• [PASSAGE FOR REVIEW]
= Beginning of Section =

The first two novels, LANDO CALRISSIAN AND THE MINDHARP OF SHARU and LANDO CALRISSIAN AND THE FLAMEWIND OF OSEON, each follow basically the same formula: Lando is arrested on trumped-up charges and strong-armed into a dangerous quest, which proves much weirder than advertised (involving some surreal interludes) and turns out rather differently than anyone expects. In the course of these adventures, Lando makes a very dangerous enemy called Rokur Gepta, a strange being who is, or claims to be, a Sorcerer of Tund, a practitioner of Ancient Magics that Lando, naturally enough, assumes are entirely hogwash. In the third and final book, Lando comes to the aid of a race of manta-ray-like beings called oswaft, who live in deep space and can move at will through hyperspace — an early version of the purrgil space-whales of REBELS, albeit unequivocally sentient — and who are about to be wiped out by a military blockade.
Unlike in the movie SOLO, Smith's young Lando considers himself a gambler and con artiste, not a smuggler or soldier of fortune, making his living at sabacc (a game Smith invented for these books) and only very rarely carrying a weapon big enough to spoil the line of his cummerbund. After winning the Millennium Falcon just prior to the beginning of the first book, he's actually keen to unload the ship because he doesn't know how to fly, preferring to travel by luxury liner. Lando similarly acquires a droid who becomes his sidekick: Vuffi Raa, a mechanical starfish with his brain in his central body and five detachable tentacles that can alternatively serve as arm, leg, or "face." (This description apparently defeated cover artist William Schmidt; the droid on the cover of the first book does have tentacles, but doesn't otherwise resemble how Smith describes Vuffi.)
Smith, who died in 2021, was a Libertarian gun nut, but editorial pushback keeps that to a low boil in these novels, which makes them by far the most readable of Smith's books for anyone who's not a Libertarian crank. There's still a wry and cynical anti-authoritarian streak, however, which is perfectly appropriate for Lando Calrissian.
Smith's take on Lando is really the best part of these books. You get a clear sense of how being a professional gambler shapes Lando's outlook, and while he's not exactly heroic, you can see a nascent set of principles taking shape. Unlike Han Solo (who isn't mentioned in these novels), Lando is self-possessed but not cocky, and he's much less inclined than Han is to solve problems with violence.

= End of Section =

Recorded data:

= Beginning of Section =

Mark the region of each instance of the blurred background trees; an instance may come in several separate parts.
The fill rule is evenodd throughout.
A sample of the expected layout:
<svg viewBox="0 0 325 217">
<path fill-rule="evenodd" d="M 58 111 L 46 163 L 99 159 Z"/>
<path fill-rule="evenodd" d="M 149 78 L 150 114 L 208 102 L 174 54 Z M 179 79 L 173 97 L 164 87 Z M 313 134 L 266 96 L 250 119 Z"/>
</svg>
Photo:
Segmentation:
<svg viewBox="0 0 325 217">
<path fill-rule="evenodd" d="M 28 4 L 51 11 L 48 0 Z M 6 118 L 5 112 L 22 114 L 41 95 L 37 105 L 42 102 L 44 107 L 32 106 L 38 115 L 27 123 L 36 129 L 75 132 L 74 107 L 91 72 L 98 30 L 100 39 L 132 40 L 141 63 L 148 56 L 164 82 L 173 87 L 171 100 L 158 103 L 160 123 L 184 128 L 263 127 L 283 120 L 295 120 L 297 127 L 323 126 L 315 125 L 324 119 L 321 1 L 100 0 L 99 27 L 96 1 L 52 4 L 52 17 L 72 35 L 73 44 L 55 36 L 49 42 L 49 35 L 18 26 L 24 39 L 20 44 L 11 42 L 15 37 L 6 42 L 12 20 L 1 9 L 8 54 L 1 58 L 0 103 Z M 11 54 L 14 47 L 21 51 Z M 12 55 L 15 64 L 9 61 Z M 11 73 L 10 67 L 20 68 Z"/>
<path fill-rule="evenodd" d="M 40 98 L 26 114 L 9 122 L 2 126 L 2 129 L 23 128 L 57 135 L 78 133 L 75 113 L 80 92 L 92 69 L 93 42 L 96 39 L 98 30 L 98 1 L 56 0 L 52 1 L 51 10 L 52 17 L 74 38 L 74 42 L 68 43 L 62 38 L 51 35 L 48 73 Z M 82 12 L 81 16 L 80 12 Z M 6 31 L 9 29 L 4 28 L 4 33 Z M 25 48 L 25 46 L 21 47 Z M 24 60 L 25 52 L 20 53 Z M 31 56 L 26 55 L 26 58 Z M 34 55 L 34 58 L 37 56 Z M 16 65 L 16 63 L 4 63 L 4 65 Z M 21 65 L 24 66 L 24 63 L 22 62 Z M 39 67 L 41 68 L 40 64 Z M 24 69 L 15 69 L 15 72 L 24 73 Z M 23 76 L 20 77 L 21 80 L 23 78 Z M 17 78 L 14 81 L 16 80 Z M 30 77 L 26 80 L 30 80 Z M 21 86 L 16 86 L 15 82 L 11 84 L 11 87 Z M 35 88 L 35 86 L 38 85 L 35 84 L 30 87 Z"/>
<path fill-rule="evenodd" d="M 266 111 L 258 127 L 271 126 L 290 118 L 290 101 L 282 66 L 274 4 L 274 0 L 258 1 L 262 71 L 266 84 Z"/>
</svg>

= End of Section =

• [ACTIVITIES]
(A) Answer these from the review of the Lando Calrissian novels:
(i) Which cover artist had trouble with the description of Vuffi Raa?
(ii) What game did Smith invent for these books?
(iii) In what year did Smith die?
(B) Go on with the review of the Lando Calrissian novels, picking up after its final sentence.

• [ANSWERS PROVIDED]
(A)
(i) William Schmidt
(ii) Sabacc
(iii) 2021

(B)
The actual plots are rather strange (especially MINDHARP, whose storyline hinges on some very uncomfortable attitudes about indigenous peoples, which are eventually upended in a way that's even more uneasy), and include some departures from STAR WARS lore that are occasionally distracting. The latter were not Smith's fault (he said later that he'd been forbidden to even mention previously established characters or settings, and had to fight to be allowed to include the Millennium Falcon), but I'm not sure who should be blamed for the books' peculiar shortage of female characters. It's entirely possible that Lucasfilm and/or Ballantine were reluctant to even imply any kind of romantic subplot for Lando — antiblackness at work — but there are precious few women at all, and I think only one of them has dialogue in more than one scene.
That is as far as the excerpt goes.